- Data extract:
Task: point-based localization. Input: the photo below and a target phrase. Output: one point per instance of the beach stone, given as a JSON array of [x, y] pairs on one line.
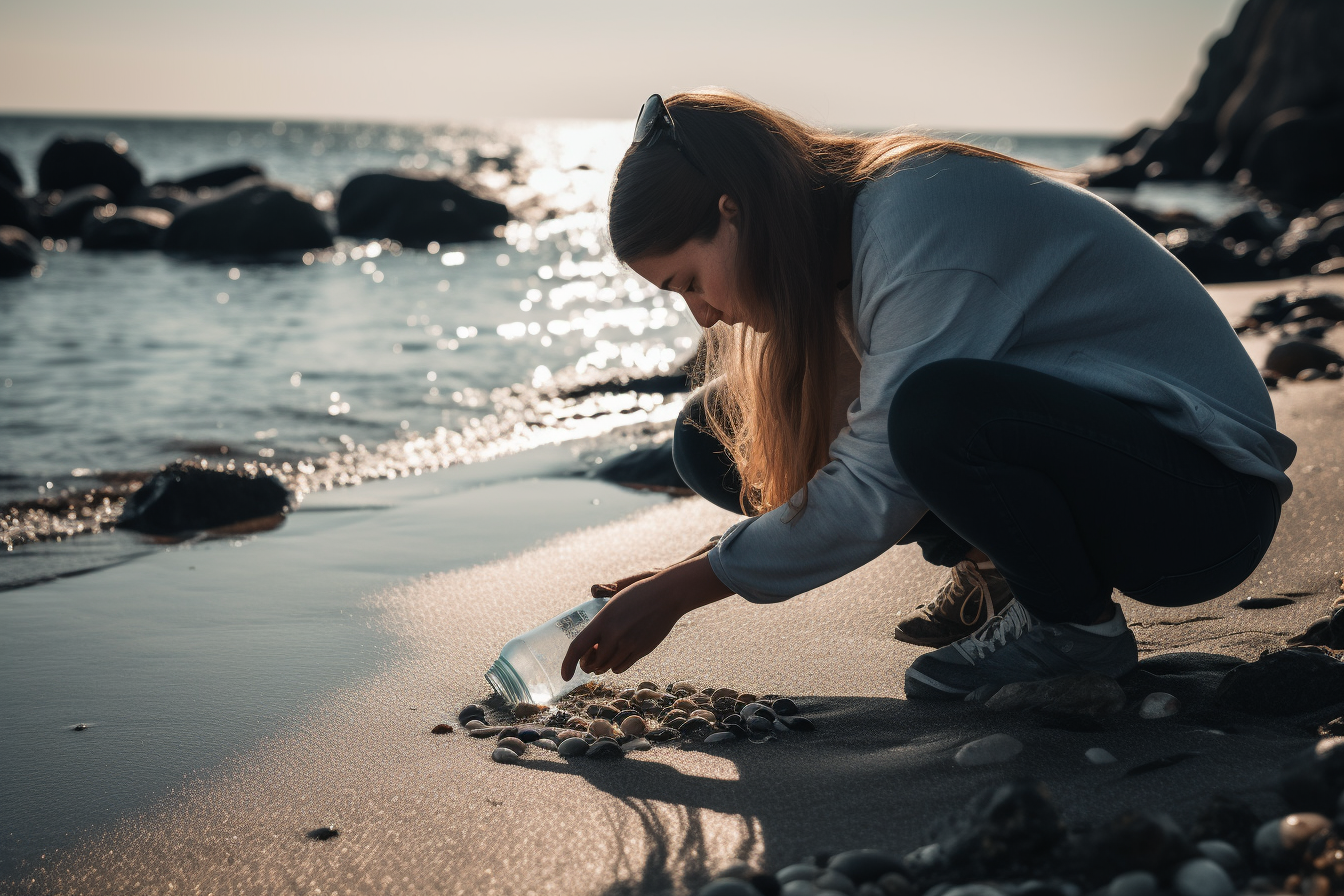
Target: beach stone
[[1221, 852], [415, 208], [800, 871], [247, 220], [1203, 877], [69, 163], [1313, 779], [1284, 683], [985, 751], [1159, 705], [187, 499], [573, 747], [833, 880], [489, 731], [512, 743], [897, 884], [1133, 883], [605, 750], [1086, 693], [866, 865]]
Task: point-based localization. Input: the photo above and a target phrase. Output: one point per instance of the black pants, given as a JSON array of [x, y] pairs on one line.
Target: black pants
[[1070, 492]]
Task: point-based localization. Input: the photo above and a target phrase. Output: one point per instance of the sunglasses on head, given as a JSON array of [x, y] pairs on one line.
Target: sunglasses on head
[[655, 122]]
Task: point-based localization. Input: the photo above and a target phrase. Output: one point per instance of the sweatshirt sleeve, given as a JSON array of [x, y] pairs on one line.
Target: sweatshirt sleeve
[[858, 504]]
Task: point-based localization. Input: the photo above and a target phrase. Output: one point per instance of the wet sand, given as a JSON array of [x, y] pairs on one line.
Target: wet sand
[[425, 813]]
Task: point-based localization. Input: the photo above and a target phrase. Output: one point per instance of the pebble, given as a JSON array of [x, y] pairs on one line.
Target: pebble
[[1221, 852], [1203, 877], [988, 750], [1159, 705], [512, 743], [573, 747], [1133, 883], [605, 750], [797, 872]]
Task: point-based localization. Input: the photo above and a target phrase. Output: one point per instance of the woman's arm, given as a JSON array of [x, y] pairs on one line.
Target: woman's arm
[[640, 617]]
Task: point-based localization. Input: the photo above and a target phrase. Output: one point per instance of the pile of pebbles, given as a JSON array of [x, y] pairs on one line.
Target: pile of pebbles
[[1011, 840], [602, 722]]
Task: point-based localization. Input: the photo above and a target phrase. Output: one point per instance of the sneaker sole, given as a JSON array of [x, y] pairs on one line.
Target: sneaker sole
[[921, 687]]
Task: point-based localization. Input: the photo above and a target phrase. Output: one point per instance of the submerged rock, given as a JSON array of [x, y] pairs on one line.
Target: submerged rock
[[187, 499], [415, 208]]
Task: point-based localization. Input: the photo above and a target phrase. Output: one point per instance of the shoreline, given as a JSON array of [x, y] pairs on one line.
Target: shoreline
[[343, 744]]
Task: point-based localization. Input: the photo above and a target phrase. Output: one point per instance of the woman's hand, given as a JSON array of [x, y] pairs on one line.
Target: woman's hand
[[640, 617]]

- Required work: Emit verbatim the lines running from the one with "Target: shoreline" through the last line of the data, both endpoints inclusive.

- Expected answer:
Target: shoreline
[[343, 744]]
Task: point-based localization. Input: the photo above and a target phrase. Output: one point per instance of the woman's hand, given as a JSON array of [x, y] pairs on one line.
Target: woman's hand
[[640, 617]]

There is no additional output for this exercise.